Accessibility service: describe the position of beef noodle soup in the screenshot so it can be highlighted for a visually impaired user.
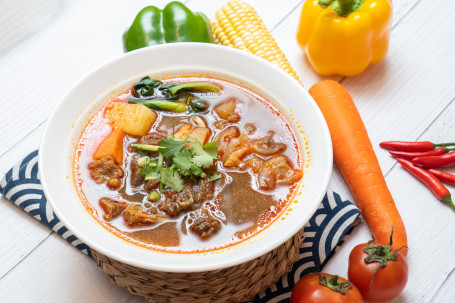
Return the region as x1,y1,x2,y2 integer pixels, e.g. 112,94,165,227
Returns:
74,76,303,253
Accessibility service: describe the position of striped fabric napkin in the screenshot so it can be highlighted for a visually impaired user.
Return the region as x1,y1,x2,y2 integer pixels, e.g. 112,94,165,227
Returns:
0,150,360,302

(WORK TASK) Gather every line from the listing above in which the word "Accessibility" appears.

(TASK SOLUTION)
Accessibility service: describe the position of beef noodle soup in the screenshot so it can be highlighted for a visually impaired user.
Accessibility service: describe the position of striped fabric napkin in the screenshot so it can be highlighted for a visually impaired user.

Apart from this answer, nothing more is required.